## DATASET EXTRACT
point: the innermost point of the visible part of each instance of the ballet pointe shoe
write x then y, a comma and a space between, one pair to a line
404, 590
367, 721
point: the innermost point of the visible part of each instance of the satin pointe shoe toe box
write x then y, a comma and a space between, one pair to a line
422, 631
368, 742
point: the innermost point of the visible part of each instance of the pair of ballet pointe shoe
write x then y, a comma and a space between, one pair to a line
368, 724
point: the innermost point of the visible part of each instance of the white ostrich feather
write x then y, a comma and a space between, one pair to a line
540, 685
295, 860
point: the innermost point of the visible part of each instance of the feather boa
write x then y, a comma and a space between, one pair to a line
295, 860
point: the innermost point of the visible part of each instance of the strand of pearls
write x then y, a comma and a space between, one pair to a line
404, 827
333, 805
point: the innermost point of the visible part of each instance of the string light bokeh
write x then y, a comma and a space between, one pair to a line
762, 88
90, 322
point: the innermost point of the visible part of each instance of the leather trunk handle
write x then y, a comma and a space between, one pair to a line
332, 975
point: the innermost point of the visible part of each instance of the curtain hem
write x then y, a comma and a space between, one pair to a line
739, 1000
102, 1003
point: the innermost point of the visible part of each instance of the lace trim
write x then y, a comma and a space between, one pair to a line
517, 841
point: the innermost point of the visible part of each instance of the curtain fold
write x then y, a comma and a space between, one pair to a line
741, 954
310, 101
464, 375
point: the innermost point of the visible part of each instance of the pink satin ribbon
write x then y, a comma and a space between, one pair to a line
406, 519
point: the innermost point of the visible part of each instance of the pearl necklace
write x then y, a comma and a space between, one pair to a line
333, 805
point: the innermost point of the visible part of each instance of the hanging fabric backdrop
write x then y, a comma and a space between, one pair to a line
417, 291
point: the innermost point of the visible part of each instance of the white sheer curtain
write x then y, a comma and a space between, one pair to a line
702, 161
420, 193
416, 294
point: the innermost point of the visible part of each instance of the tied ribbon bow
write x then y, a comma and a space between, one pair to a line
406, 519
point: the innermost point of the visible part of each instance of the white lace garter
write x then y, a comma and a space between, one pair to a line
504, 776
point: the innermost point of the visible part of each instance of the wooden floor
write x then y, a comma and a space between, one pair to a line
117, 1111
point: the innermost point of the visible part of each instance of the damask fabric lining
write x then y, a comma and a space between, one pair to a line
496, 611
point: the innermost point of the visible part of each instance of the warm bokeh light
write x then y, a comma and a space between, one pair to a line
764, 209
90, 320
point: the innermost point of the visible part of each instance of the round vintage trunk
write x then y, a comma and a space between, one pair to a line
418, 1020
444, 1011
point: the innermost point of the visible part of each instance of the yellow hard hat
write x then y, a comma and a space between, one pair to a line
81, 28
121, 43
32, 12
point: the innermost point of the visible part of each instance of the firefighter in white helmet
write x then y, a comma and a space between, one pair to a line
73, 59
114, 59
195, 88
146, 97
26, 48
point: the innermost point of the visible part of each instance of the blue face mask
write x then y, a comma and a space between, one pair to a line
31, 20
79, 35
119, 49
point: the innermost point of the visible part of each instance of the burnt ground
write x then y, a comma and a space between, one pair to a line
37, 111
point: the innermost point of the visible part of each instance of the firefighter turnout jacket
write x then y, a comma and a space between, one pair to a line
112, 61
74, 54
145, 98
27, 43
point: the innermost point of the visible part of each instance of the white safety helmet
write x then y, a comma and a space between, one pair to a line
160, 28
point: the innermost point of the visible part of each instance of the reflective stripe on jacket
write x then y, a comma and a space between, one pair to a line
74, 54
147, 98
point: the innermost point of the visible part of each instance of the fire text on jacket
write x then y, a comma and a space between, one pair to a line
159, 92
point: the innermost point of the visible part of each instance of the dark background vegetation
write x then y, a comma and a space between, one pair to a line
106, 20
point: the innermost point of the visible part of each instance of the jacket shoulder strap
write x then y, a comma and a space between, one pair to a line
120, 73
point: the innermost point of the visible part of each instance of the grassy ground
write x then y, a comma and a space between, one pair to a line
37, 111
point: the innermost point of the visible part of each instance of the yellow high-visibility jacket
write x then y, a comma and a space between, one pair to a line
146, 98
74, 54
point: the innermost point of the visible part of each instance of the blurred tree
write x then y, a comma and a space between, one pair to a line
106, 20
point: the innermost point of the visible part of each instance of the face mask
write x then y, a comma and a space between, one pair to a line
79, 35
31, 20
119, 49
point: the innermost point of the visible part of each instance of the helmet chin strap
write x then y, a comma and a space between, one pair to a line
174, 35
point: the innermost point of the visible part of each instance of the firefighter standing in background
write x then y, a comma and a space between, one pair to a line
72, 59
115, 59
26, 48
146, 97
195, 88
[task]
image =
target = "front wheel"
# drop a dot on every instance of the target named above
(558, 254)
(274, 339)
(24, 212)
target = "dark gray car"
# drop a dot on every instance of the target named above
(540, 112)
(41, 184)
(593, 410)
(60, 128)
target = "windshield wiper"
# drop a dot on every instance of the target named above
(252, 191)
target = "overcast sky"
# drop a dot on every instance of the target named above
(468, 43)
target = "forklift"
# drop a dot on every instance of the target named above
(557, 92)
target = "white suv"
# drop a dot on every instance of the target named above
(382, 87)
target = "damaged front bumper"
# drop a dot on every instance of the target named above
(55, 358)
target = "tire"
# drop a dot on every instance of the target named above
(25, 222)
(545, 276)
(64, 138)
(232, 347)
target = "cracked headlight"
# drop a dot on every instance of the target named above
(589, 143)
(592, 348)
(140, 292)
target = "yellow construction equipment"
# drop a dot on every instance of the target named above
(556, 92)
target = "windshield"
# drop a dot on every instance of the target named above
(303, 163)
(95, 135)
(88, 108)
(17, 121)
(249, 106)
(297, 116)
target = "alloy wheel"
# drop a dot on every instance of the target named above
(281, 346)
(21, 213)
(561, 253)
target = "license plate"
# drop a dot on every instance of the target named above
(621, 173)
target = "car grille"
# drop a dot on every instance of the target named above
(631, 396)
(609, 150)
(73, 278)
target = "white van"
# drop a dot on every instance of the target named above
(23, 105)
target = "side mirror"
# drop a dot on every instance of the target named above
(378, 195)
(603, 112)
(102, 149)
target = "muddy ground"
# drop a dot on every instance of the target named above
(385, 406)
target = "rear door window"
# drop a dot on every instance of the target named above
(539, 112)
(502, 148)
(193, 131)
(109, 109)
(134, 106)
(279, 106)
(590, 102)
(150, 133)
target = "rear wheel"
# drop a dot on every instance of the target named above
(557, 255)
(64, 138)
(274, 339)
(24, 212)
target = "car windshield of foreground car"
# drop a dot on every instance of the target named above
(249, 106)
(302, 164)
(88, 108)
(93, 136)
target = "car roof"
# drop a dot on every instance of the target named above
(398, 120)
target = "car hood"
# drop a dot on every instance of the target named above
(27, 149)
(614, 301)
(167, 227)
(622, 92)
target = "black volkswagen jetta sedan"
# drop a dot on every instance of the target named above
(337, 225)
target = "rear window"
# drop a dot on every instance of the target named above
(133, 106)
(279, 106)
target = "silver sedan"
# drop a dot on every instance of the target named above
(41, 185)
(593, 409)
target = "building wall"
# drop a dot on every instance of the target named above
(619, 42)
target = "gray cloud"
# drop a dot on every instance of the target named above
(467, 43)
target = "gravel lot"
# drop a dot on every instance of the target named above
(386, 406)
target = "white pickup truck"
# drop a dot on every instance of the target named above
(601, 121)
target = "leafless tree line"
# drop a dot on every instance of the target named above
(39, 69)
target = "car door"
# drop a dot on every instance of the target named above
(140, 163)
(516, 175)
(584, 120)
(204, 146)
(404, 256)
==
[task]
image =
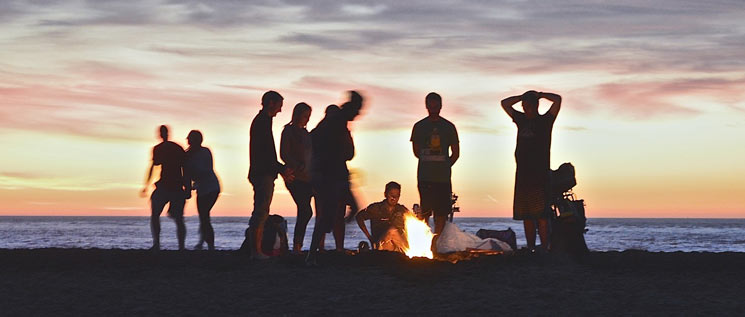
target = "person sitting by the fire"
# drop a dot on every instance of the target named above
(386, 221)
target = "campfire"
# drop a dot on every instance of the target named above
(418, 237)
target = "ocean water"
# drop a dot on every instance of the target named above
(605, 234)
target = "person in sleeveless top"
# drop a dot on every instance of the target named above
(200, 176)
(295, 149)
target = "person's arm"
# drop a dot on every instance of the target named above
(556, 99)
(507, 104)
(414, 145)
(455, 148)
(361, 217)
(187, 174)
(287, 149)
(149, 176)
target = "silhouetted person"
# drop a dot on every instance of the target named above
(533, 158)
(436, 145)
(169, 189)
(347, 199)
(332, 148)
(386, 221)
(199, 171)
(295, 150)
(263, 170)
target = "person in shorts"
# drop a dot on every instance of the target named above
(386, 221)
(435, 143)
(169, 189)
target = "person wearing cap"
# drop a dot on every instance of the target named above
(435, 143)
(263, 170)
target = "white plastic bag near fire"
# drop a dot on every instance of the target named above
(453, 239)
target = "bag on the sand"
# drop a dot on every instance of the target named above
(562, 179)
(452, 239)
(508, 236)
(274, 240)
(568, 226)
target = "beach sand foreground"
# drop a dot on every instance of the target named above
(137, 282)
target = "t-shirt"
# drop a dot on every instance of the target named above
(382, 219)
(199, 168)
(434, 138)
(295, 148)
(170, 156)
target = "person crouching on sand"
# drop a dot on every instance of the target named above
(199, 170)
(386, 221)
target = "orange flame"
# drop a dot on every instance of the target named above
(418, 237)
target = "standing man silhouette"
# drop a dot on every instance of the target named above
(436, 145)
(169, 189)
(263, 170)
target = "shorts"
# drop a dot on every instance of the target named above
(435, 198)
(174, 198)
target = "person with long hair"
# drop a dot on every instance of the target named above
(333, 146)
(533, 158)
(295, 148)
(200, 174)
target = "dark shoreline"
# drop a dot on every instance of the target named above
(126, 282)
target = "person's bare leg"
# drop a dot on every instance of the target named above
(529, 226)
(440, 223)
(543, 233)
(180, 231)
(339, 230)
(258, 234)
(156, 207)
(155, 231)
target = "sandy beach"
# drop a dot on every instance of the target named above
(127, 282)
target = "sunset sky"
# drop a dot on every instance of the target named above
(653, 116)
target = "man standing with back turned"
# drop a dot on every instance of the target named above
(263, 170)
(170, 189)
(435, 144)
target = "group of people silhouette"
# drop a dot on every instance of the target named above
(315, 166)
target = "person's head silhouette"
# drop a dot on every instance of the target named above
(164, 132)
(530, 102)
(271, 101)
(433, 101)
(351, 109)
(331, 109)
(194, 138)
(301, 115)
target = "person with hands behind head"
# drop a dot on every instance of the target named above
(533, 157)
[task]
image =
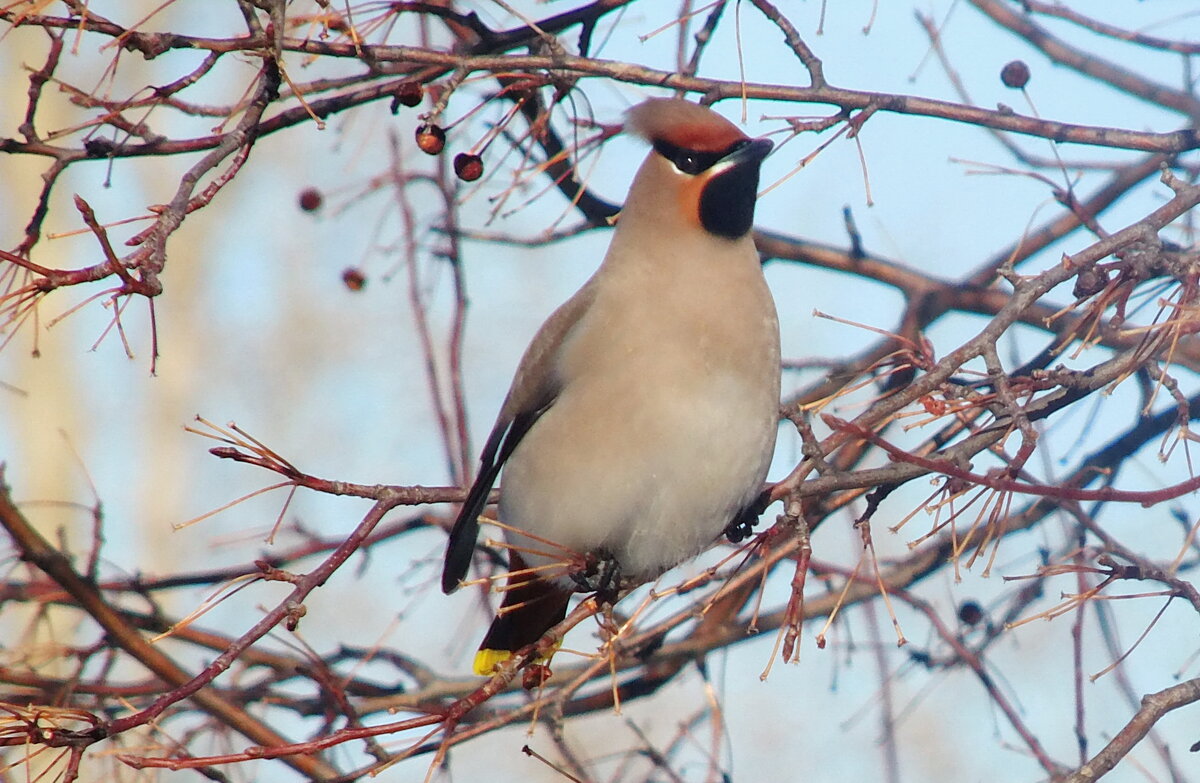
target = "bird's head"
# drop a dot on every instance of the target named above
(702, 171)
--
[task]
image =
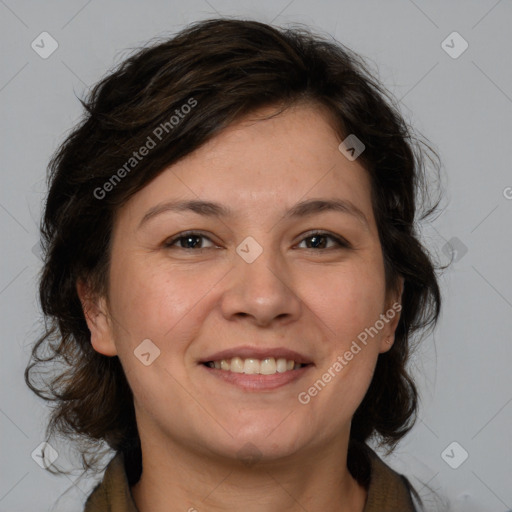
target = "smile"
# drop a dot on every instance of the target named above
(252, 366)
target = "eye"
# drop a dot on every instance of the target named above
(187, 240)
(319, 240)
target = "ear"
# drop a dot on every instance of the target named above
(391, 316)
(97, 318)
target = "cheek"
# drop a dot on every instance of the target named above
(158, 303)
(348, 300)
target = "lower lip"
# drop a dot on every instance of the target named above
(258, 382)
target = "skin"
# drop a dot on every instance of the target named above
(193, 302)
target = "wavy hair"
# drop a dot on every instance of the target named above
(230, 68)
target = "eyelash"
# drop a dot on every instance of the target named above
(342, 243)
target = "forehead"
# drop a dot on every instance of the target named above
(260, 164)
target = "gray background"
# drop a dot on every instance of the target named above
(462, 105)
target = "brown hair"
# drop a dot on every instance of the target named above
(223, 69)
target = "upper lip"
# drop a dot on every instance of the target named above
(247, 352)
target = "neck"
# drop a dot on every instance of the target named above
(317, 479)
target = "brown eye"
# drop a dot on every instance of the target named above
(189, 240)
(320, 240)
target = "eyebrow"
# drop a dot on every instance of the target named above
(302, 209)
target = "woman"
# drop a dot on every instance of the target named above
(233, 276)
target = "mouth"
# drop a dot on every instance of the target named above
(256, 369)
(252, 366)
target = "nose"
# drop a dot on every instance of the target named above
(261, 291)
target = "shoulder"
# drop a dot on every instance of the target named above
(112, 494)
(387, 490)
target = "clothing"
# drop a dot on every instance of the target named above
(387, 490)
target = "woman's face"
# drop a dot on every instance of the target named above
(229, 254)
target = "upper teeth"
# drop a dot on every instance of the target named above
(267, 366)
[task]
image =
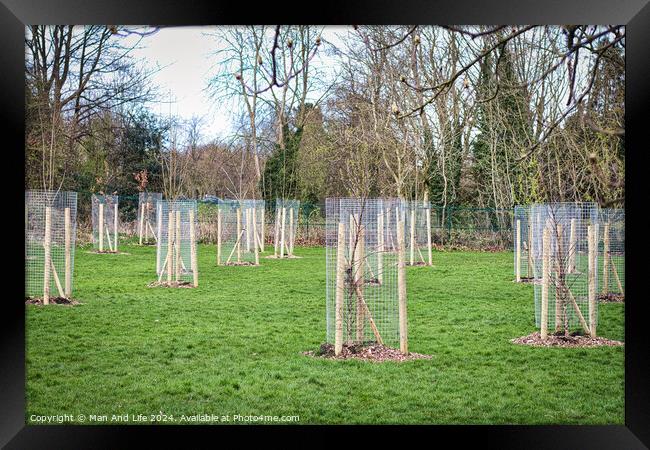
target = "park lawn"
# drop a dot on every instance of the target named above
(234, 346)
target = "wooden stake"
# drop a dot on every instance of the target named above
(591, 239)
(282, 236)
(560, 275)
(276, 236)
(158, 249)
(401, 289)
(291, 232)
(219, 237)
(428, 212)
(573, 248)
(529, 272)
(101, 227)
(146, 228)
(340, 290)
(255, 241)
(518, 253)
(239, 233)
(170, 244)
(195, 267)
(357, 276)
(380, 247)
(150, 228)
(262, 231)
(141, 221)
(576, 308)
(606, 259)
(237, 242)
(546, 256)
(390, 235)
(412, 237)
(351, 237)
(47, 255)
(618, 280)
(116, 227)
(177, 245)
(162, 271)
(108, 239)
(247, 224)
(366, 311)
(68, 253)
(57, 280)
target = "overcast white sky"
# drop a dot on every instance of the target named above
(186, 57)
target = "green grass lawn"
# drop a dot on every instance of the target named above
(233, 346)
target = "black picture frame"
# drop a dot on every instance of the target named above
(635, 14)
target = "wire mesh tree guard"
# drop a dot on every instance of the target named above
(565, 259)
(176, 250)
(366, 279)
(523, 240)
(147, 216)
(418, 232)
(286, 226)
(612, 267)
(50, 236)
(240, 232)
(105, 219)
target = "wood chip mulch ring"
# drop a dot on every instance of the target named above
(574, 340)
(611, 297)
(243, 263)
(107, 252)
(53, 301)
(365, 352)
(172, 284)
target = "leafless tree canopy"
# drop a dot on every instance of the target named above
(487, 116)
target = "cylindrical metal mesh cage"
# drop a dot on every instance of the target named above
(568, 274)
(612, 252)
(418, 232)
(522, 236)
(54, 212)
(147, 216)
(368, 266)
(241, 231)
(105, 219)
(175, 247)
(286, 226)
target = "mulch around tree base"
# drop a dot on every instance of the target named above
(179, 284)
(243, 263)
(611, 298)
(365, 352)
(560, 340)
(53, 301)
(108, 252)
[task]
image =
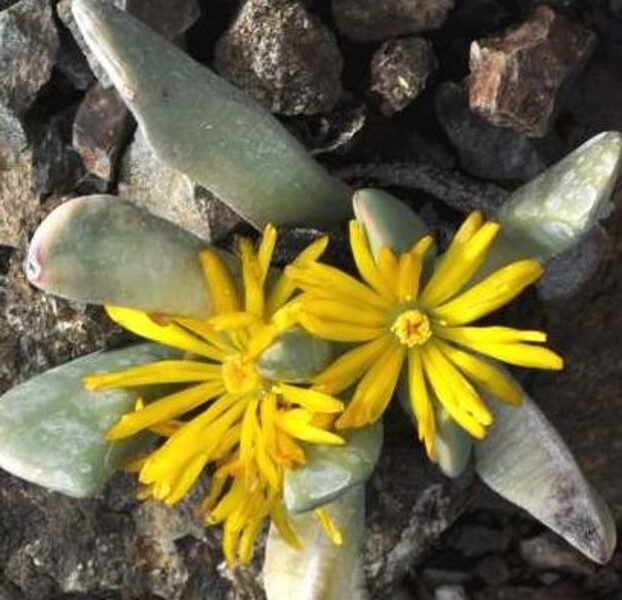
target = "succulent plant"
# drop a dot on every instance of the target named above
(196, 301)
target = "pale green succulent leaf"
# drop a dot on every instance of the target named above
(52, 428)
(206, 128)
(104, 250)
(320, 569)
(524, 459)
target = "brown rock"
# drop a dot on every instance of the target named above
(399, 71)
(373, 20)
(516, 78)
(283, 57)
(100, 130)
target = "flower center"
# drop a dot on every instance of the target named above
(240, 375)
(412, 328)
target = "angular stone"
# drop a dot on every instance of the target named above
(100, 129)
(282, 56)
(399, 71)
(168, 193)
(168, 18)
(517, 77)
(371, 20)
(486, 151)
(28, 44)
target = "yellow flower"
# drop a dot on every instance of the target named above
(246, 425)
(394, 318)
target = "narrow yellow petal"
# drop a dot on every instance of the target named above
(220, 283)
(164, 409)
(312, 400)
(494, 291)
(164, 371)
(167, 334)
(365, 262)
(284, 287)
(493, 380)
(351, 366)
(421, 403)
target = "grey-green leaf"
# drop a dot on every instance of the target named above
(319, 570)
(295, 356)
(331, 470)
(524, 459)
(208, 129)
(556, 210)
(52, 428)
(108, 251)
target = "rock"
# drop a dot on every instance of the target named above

## WHAT THE EXERCISE ASKS
Wherever the word "door" shows up in the material, copy the line it is on.

## TASK RESULT
target = "rear door window"
target = "car door"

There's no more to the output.